▶ TASK INSTRUCTIONS
Copy out every line of the data exactly.

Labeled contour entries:

◆ ◆ ◆ ◆ ◆ ◆ ◆

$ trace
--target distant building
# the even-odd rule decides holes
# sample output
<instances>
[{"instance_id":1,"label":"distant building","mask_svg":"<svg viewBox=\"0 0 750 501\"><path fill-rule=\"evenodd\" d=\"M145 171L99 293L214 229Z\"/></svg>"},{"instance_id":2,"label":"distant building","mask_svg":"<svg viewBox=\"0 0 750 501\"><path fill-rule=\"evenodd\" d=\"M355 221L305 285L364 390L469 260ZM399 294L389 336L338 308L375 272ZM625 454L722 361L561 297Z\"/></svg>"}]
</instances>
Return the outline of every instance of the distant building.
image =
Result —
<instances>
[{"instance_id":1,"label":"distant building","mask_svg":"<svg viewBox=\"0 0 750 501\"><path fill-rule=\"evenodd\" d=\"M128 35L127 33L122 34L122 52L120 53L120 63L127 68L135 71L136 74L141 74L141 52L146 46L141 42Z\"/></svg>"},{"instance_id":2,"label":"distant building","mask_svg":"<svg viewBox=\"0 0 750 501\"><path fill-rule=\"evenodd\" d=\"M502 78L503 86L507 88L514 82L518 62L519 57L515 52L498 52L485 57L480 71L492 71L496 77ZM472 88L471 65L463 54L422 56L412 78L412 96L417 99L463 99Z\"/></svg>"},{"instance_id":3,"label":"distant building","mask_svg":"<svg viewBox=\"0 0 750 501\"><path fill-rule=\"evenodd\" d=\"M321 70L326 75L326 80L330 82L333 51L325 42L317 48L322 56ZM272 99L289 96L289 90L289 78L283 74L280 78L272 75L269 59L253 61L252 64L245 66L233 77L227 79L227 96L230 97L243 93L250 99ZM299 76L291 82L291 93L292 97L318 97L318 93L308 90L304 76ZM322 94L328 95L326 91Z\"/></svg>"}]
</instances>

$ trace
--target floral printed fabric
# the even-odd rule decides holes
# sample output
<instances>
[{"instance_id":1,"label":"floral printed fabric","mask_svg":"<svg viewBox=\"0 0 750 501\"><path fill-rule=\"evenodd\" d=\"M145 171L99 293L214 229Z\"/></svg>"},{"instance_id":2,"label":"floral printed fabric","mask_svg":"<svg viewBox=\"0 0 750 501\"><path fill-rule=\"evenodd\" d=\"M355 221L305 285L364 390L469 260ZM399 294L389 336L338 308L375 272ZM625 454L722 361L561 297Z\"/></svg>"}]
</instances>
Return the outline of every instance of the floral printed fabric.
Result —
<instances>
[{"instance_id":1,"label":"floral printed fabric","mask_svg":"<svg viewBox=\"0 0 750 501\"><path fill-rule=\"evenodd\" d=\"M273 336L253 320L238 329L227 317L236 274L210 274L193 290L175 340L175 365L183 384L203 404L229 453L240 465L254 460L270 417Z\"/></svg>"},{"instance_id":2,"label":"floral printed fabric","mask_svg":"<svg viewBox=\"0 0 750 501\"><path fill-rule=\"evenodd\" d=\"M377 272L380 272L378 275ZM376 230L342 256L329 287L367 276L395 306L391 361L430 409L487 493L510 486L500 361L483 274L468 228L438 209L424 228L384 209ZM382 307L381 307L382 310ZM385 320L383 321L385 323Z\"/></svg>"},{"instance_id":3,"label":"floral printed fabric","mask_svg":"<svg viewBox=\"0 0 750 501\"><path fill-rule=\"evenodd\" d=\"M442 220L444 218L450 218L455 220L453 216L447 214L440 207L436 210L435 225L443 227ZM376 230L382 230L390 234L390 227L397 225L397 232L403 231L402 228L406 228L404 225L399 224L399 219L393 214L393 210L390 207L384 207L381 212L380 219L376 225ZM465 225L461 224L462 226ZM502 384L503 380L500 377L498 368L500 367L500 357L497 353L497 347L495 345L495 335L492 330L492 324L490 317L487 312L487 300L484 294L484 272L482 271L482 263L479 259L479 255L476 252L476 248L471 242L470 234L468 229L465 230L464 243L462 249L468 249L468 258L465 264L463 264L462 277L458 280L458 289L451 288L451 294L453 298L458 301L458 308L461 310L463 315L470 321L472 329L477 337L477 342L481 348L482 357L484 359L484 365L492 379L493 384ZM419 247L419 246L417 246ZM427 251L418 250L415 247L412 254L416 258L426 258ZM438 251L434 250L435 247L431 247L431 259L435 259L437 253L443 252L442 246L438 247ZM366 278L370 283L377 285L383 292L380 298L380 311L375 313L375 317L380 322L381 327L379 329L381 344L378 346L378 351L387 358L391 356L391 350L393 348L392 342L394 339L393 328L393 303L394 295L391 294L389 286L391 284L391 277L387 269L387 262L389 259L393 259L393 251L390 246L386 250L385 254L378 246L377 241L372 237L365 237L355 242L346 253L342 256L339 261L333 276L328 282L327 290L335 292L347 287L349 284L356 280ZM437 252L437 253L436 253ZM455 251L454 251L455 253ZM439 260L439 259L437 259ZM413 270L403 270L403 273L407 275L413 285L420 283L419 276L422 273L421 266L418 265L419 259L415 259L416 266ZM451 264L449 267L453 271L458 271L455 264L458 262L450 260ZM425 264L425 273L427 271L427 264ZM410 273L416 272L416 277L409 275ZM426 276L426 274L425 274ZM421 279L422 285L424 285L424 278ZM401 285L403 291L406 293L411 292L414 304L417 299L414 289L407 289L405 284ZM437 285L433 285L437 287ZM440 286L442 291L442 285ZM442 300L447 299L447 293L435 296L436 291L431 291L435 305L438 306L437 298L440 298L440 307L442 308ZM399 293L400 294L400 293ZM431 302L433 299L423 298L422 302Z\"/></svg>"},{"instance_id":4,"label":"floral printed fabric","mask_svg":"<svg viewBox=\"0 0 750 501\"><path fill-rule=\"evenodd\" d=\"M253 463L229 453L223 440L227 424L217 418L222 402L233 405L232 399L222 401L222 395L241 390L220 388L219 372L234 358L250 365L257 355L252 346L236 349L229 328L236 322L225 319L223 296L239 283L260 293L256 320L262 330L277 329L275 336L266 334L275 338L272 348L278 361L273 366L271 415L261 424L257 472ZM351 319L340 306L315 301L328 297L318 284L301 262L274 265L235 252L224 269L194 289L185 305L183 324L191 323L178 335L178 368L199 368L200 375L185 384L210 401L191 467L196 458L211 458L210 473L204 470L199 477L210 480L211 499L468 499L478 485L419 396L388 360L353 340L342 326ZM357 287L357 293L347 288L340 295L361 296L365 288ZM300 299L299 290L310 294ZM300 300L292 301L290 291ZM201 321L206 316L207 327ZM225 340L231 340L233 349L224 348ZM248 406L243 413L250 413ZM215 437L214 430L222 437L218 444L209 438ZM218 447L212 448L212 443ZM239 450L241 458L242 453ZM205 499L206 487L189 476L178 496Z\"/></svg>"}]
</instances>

◆ ◆ ◆ ◆ ◆ ◆ ◆

▶ WRITTEN SOLUTION
$ trace
--target distant building
# the even-odd rule decides holes
# sample output
<instances>
[{"instance_id":1,"label":"distant building","mask_svg":"<svg viewBox=\"0 0 750 501\"><path fill-rule=\"evenodd\" d=\"M145 171L99 293L214 229Z\"/></svg>"},{"instance_id":2,"label":"distant building","mask_svg":"<svg viewBox=\"0 0 750 501\"><path fill-rule=\"evenodd\" d=\"M355 221L305 285L364 390L469 260ZM399 294L389 336L338 308L375 272ZM625 454L722 361L561 297Z\"/></svg>"}]
</instances>
Return the outline of every instance of the distant building.
image =
Result —
<instances>
[{"instance_id":1,"label":"distant building","mask_svg":"<svg viewBox=\"0 0 750 501\"><path fill-rule=\"evenodd\" d=\"M128 35L127 33L122 34L122 52L120 53L120 63L127 68L135 71L136 74L141 74L141 52L146 46L141 42Z\"/></svg>"},{"instance_id":2,"label":"distant building","mask_svg":"<svg viewBox=\"0 0 750 501\"><path fill-rule=\"evenodd\" d=\"M502 78L503 86L507 88L514 82L518 62L519 57L515 52L498 52L485 57L480 71L492 71L496 77ZM472 88L471 65L463 54L422 56L412 78L412 96L417 99L463 99Z\"/></svg>"},{"instance_id":3,"label":"distant building","mask_svg":"<svg viewBox=\"0 0 750 501\"><path fill-rule=\"evenodd\" d=\"M321 70L326 75L326 80L330 82L333 51L325 42L317 48L322 56ZM272 99L289 96L289 90L289 78L283 74L280 78L272 75L269 59L253 61L252 64L245 66L233 77L227 79L227 96L230 97L243 93L250 99ZM299 76L291 82L291 93L292 97L318 97L318 93L308 90L304 76ZM322 94L328 95L326 91Z\"/></svg>"}]
</instances>

$ trace
--target floral printed fabric
# the even-odd rule decides holes
# sample output
<instances>
[{"instance_id":1,"label":"floral printed fabric","mask_svg":"<svg viewBox=\"0 0 750 501\"><path fill-rule=\"evenodd\" d=\"M145 171L99 293L214 229Z\"/></svg>"},{"instance_id":2,"label":"floral printed fabric","mask_svg":"<svg viewBox=\"0 0 750 501\"><path fill-rule=\"evenodd\" d=\"M355 221L305 285L364 390L469 260ZM399 294L389 336L338 308L375 272ZM625 454L722 361L561 297Z\"/></svg>"}]
</instances>
Return the outline of every instance of the floral printed fabric.
Result —
<instances>
[{"instance_id":1,"label":"floral printed fabric","mask_svg":"<svg viewBox=\"0 0 750 501\"><path fill-rule=\"evenodd\" d=\"M273 336L253 320L238 329L227 317L236 274L210 274L193 290L175 340L175 365L183 384L203 404L229 453L240 465L254 460L270 417Z\"/></svg>"},{"instance_id":2,"label":"floral printed fabric","mask_svg":"<svg viewBox=\"0 0 750 501\"><path fill-rule=\"evenodd\" d=\"M377 272L380 272L378 275ZM376 230L342 256L329 287L367 276L395 306L391 361L430 409L487 493L510 486L500 361L483 274L468 228L438 209L424 228L384 209ZM382 307L381 307L382 310ZM385 320L383 321L385 323Z\"/></svg>"},{"instance_id":3,"label":"floral printed fabric","mask_svg":"<svg viewBox=\"0 0 750 501\"><path fill-rule=\"evenodd\" d=\"M442 220L444 218L450 218L455 220L453 216L447 214L440 207L436 210L435 225L443 227ZM376 230L382 230L390 234L390 227L397 225L397 232L403 231L402 228L406 228L404 225L399 224L399 219L393 214L393 210L390 207L384 207L381 212L380 219L376 225ZM465 225L461 224L462 226ZM502 384L503 380L500 377L498 368L500 367L500 357L497 353L497 347L495 345L495 335L492 330L492 324L490 317L487 312L487 300L484 294L484 272L482 271L482 263L479 259L479 255L476 252L476 248L471 242L470 234L468 229L465 230L464 243L462 249L468 249L468 258L465 264L463 264L462 277L458 280L458 289L451 288L451 294L453 298L458 301L458 308L461 310L463 315L470 321L472 329L477 337L477 342L481 348L482 357L484 359L484 365L492 379L493 384ZM419 247L419 246L417 246ZM427 251L418 250L415 247L412 254L416 258L426 258ZM438 251L434 250L435 247L431 247L431 259L435 259L437 253L443 252L442 246L438 247ZM366 278L370 283L377 285L383 292L380 298L380 311L375 313L375 317L380 322L381 327L379 329L381 344L378 346L378 351L387 358L391 356L391 350L393 348L392 342L394 339L393 328L393 303L394 295L391 294L389 286L391 284L391 277L387 269L387 262L389 259L393 259L393 251L390 246L386 250L385 254L378 246L377 241L372 237L365 237L355 242L346 253L342 256L339 261L333 276L328 282L327 290L335 292L347 287L349 284L356 280ZM437 252L437 253L436 253ZM455 251L454 251L455 253ZM439 260L439 259L437 259ZM413 270L403 270L403 273L407 275L413 285L420 283L419 276L422 273L421 266L418 265L419 259L415 259L416 266ZM451 264L449 267L453 271L458 271L455 264L458 262L450 260ZM425 264L425 273L427 271L427 264ZM410 273L416 272L416 277L409 275ZM426 276L426 274L425 274ZM421 279L422 285L424 285L424 278ZM401 285L403 291L406 293L411 292L414 304L417 299L414 289L407 289L405 284ZM437 285L433 285L437 287ZM440 286L442 291L442 285ZM442 300L447 299L447 293L435 296L436 291L431 291L435 305L438 306L437 298L440 298L440 307L442 308ZM399 293L400 294L400 293ZM431 302L433 299L423 298L422 302Z\"/></svg>"},{"instance_id":4,"label":"floral printed fabric","mask_svg":"<svg viewBox=\"0 0 750 501\"><path fill-rule=\"evenodd\" d=\"M253 463L229 453L223 440L227 424L217 418L222 402L233 405L232 399L222 401L222 395L241 390L220 388L219 372L234 358L250 365L257 355L252 346L236 349L229 328L236 322L225 319L223 296L239 283L260 293L256 320L262 330L277 329L275 336L266 334L275 338L272 348L278 361L273 366L271 415L261 424L257 472ZM351 319L340 306L315 301L328 297L318 284L301 262L274 265L235 252L224 269L194 289L185 305L183 324L191 323L178 335L178 368L199 368L200 375L185 384L210 401L191 467L196 458L211 458L210 473L204 470L199 477L210 480L211 499L468 499L478 485L419 396L388 360L353 340L342 326ZM357 287L357 293L347 288L340 295L361 296L365 288ZM300 299L299 290L310 294ZM300 300L292 301L290 291ZM201 321L206 316L207 327ZM225 340L231 340L233 349L224 348ZM248 406L243 413L250 413ZM215 437L214 430L222 437L218 444L209 438ZM218 447L212 448L212 443ZM239 450L241 458L242 453ZM205 499L206 487L189 476L178 496Z\"/></svg>"}]
</instances>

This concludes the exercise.